There are plenty of robust consultation methods that would allow citizens to participate in a meaningful way.

It is difficult to envisage a government that would be predisposed to embrace such innovative methods, so intent are elected representatives on controlling the agenda. Yet there are indications that all is not as grim as one would imagine. For example, the NSW Government has just commissioned an independent review into container deposit legislation. Stuart White from the Institute for Sustainable Futures is incorporating social research into this review, an unusual component of a formal review process that still involves written submission and independent analysis of data. The social research component provides additional information and will take the form of a televote and a citizens’ jury. People will be randomly selected and asked to participate in one of the two processes. Together they should provide a snapshot of opinion across the state.

Here’s how it will work.

It is considered important to gauge the attitudes of the wider community in relation to container deposit legislation (CDL)—e.g. willingness to pay, preparedness to return containers, acceptance of the principle of CDL (extended producer responsibility). CDL is a waste issue that is a lot more complex than just deciding whether or not to pay a deposit on a soft drink bottle—just ask the packaging industry! A televote and citizens’ jury will be used in combination, because the deficiency of each should be overcome by the strengths of the other. A televote draws on a large sample of the population (400 residents of NSW); a jury is a tiny but diverse group (16 people from across the state). Televoters are surveyed by phone then sent information and surveyed once more. A televote is only moderately deliberative (participants are encouraged to discuss the issue among family and friends) whereas a jury is highly deliberative (at least two days meeting face-to-face, directing questions to experts, participating in discussions and writing a report). The agenda is set for the televote but the jury has far more control of the process.

The consultation methods outlined here have been trialed for three decades, yet remain largely unknown in the wider community. Only in Denmark could any of them be seen to be institutionalised [3]—that is, part of the everyday functioning of government and influential in decision making. Until this happens in Australia, these innovative mechanisms will remain novelties, a side show beyond the main political arena of (non)representative government. Of course, if the answer a government wants from a consultation process is predetermined, then it does exactly what the Howard Government just did with the consultation process on defence: simply use a consultation method that is neither representative nor deliberative, with a fixed agenda. Those with a passion for the topic turn up and, hey presto, ‘the community’ apparently agrees with the plan, entirely. The rest of us will inevitably feel battered or ignored or hoodwinked into believing that ‘an innovative and highly valuable approach to policy development’ occurred. Nothing could be further from the truth. If governments want an involved public with genuine ownership of the issue, there are plenty of robust consultation methods that would allow us to participate in a meaningful way. We can then begin to flex our atrophied political muscles—gone to fat through lack of use. We’ll learn to participate by being given genuine opportunities to do so.

ENDNOTES

1. Media Release, The Hon. John Moore, MP, Minister for Defence, accessed 19 December 2000 http://www.defence.gov.au/consultation2/index.htm. [Back]

2. Unlike the selected experts who were consulted for the defence consultation process. Graeme Cheeseman has suggested previously in The Drawing Board (‘Defence Review 2000: Public Consultation or Public Education?’) that academics, for example, were virtually excluded. [Back]

3. The Danish Government via its Board of Technology conducts regular consensus conferences to gauge public attitudes. [Back]

Lyn Carson is a consultation practitioner and lecturer in applied politics with the School of Economics and Political Science, The University of Sydney.

▶ [TASK INSTRUCTIONS]:
1. From the text on citizen consultation, translate this sentence into Spanish: "People will be randomly selected and asked to participate in one of the two processes."
2. Rewrite the part of the text on citizen consultation that begins at the words containing "It is difficult" and stops after "across the state.", changing "televote" to "telephone poll".

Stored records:
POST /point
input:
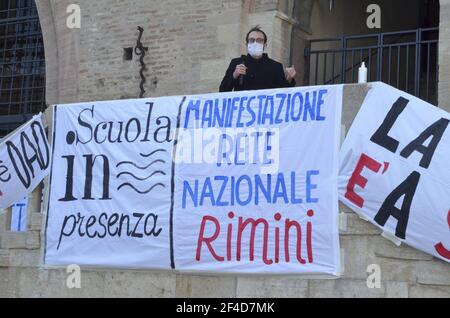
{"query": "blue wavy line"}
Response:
(140, 179)
(151, 154)
(141, 168)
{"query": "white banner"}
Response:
(395, 169)
(24, 161)
(111, 186)
(256, 188)
(257, 168)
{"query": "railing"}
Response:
(407, 60)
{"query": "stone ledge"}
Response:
(4, 258)
(20, 240)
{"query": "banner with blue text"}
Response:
(242, 182)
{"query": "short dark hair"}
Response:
(256, 29)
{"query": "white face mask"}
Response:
(256, 50)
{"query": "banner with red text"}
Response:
(256, 182)
(242, 182)
(395, 169)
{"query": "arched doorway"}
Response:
(22, 64)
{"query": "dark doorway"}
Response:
(22, 64)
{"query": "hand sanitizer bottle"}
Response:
(362, 74)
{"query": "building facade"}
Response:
(188, 45)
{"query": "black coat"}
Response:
(264, 73)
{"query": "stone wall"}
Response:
(405, 272)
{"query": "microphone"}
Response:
(241, 78)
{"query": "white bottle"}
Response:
(362, 74)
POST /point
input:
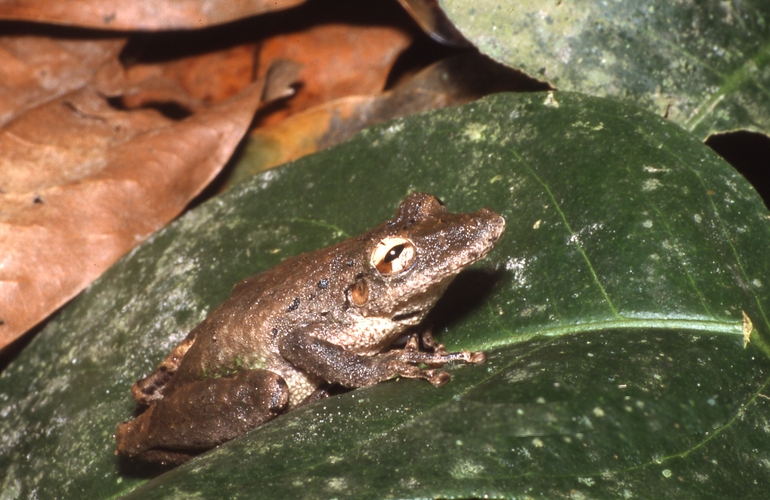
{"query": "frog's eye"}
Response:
(393, 255)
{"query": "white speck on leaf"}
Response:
(551, 101)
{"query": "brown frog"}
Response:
(314, 320)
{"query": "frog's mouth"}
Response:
(408, 317)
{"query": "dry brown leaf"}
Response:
(139, 14)
(37, 69)
(337, 61)
(207, 78)
(450, 82)
(81, 183)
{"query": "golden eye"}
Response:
(393, 255)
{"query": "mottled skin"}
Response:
(324, 317)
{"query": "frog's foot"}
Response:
(201, 415)
(407, 362)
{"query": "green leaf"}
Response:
(612, 311)
(704, 65)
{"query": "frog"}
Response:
(324, 319)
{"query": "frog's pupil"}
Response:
(393, 253)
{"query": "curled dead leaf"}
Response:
(82, 182)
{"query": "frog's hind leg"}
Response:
(202, 415)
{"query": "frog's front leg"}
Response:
(201, 415)
(335, 364)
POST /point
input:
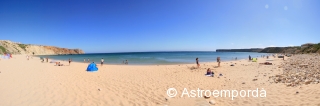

▶ [SOLUTIONS TO THE TASKS]:
1. Se seleccionará a las personas al azar y se les pedirá que participen en uno de los dos procesos.

2.
It is difficult to envisage a government that would be predisposed to embrace such innovative methods, so intent are elected representatives on controlling the agenda. Yet there are indications that all is not as grim as one would imagine. For example, the NSW Government has just commissioned an independent review into container deposit legislation. Stuart White from the Institute for Sustainable Futures is incorporating social research into this review, an unusual component of a formal review process that still involves written submission and independent analysis of data. The social research component provides additional information and will take the form of a telephone poll and a citizens’ jury. People will be randomly selected and asked to participate in one of the two processes. Together they should provide a snapshot of opinion across the state.